» **Goal**: Rewrite the stretch from the line containing "task: outline the <item>puppy's" through the line containing "82L84 111L112 123L110", swapping "puppy's black back" for "dog's black back" and keeping everything else the same.

» **Data rows**:
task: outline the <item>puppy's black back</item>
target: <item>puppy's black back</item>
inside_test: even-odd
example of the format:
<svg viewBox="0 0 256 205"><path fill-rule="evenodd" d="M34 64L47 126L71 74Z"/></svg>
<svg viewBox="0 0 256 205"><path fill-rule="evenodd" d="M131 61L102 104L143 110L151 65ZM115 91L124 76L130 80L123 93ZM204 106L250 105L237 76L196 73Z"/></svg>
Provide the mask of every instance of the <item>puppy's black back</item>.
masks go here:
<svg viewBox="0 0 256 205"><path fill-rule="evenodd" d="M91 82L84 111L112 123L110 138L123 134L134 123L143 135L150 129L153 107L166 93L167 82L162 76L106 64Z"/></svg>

* * *

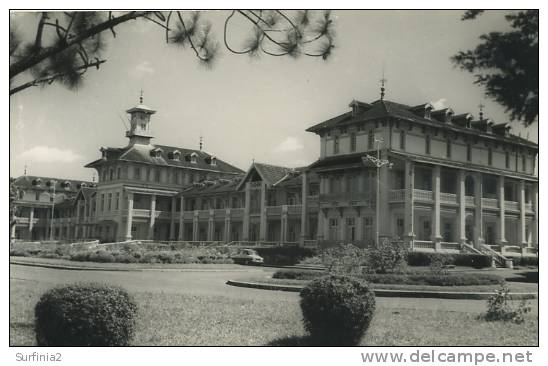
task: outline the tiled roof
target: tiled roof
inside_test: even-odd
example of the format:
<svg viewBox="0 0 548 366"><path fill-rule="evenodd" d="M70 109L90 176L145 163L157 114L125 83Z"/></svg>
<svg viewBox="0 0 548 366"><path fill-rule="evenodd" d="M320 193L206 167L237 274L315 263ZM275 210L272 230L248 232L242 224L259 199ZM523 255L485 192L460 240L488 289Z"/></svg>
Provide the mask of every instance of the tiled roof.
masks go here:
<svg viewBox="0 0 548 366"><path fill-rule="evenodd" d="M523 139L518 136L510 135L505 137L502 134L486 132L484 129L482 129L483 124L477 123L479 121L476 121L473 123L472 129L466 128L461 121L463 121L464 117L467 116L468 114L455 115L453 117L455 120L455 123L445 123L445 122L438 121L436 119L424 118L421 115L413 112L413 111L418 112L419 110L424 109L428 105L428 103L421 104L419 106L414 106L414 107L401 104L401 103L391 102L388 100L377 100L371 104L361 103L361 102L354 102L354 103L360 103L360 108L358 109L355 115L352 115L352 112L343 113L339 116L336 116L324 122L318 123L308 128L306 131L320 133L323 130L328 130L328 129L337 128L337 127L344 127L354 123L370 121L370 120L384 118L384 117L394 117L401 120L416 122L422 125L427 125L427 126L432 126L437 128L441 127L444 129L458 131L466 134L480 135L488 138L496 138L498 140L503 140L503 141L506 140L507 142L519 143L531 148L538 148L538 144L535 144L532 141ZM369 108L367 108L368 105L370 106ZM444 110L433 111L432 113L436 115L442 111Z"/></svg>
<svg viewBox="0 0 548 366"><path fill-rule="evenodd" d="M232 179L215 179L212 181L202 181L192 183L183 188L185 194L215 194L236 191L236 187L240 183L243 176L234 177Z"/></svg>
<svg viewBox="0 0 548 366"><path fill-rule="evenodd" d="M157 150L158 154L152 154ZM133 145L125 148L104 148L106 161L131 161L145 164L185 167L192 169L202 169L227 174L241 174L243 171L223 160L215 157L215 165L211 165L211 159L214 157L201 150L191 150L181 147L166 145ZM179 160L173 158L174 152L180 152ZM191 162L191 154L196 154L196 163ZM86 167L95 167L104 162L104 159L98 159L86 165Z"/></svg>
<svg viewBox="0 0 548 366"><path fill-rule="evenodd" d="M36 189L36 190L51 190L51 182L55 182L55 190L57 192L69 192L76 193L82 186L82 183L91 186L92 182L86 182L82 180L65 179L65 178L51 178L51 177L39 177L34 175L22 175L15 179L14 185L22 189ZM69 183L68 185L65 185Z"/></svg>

» **Result for this exercise**:
task: outline the <item>dog's black back</item>
target: <item>dog's black back</item>
inside_test: even-odd
example of the format:
<svg viewBox="0 0 256 205"><path fill-rule="evenodd" d="M34 64L47 126L71 74Z"/></svg>
<svg viewBox="0 0 256 205"><path fill-rule="evenodd" d="M131 61L102 104L143 110L151 65ZM115 91L124 76L130 80L123 93ZM204 106L250 105L237 76L196 73Z"/></svg>
Provide the mask of every instance of the <item>dog's black back</item>.
masks go here:
<svg viewBox="0 0 256 205"><path fill-rule="evenodd" d="M91 82L84 111L112 123L110 138L123 134L134 123L143 135L150 129L153 107L166 93L167 82L162 76L106 64Z"/></svg>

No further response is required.